_Directions for this task_: Please reproduce the part of the abstract on androgens and new neurons in the rat brain, starting with "UBC Faculty Research" and going on through "Liisa A. M.", word for word.

_Passage provided_:
--- START ---
UBC Faculty Research and Publications

Androgens Increase Survival of Adult-Born Neurons in the Dentate Gyrus by an Androgen Receptor-Dependent Mechanism in Male Rats Hamson, Dwayne K.; Wainwright, Steven R.; Taylor, J. R.; Jones, B. A.; Watson, Neil V. (Neil Verne), 1962-; Galea, Liisa A. M.


Gonadal steroids are potent regulators of adult neurogenesis. We previously reported that androgens, such as testosterone (T) and dihydrotestosterone (DHT), but not estradiol, increased survival of new neurons in the dentate gyrus of the male rat. These results suggest androgens regulate hippocampal neurogenesis via the androgen receptor (AR). To test this supposition, we examined the role of ARs in hippocampal neurogenesis using two different approaches. In Experiment 1, we examined neurogenesis in male rats insensitive to androgens due to a naturally occurring mutation in the gene encoding the AR (termed TFMs) compared to wild type males. In Experiment 2, we injected the AR antagonist, flutamide, into castrated male rats and compared neurogenesis levels in the dentate gyrus of DHT and oil-treated controls. In Experiment 1, chronic T increased hippocampal neurogenesis in wild type males but not in androgen-insensitive TFM males. In Experiment 2, DHT increased hippocampal neurogenesis via cell survival, an effect that was blocked by concurrent treatment with flutamide. DHT, however, did not affect cell proliferation. Interestingly, cells expressing doublecortin, a marker of newborn immature neurons, did not colabel with ARs in the DG, but ARs were robustly expressed in other regions of the hippocampus. Together, these studies provide complementary evidence that androgens regulate adult neurogenesis in the hippocampus via the AR but at a site other than the dentate gyrus. Understanding where in the brain androgens act to increase the survival of new neurons in the adult brain may have implications for neurodegenerative disorders.
--- END ---
_Supplied entries_:
--- START ---
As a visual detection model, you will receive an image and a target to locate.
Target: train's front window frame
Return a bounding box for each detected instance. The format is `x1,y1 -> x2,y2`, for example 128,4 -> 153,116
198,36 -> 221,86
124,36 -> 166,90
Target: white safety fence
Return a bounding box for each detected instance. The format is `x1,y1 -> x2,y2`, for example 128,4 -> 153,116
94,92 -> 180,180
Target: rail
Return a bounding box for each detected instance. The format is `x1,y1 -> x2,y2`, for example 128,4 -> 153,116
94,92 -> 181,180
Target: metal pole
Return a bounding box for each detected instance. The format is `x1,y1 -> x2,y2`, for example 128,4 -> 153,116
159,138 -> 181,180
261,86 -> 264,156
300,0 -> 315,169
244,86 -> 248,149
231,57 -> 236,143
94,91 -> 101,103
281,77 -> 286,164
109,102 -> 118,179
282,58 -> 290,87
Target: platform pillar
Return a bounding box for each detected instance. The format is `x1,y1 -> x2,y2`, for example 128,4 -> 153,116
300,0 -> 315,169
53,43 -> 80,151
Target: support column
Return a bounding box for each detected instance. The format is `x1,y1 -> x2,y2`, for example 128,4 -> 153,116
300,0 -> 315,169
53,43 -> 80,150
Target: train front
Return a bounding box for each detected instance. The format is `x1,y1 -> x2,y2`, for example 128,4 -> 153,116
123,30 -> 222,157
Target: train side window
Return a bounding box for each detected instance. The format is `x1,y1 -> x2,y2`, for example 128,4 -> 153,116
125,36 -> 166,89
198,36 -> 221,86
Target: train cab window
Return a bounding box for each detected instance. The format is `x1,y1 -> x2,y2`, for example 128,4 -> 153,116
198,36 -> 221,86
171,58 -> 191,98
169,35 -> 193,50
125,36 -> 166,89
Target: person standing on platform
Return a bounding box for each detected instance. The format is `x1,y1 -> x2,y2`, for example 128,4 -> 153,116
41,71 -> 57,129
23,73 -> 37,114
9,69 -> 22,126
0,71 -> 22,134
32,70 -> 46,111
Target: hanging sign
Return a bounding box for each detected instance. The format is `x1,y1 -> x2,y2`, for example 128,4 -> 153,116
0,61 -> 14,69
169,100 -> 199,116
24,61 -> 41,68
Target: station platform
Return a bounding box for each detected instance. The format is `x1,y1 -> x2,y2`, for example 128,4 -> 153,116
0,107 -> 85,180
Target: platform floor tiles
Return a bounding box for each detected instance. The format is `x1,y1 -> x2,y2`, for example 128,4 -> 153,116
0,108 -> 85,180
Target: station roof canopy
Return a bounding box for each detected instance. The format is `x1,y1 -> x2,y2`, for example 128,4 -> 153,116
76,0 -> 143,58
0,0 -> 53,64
--- END ---
_Solution below_:
UBC Faculty Research and Publications

Androgens Increase Survival of Adult-Born Neurons in the Dentate Gyrus by an Androgen Receptor-Dependent Mechanism in Male Rats Hamson, Dwayne K.; Wainwright, Steven R.; Taylor, J. R.; Jones, B. A.; Watson, Neil V. (Neil Verne), 1962-; Galea, Liisa A. M.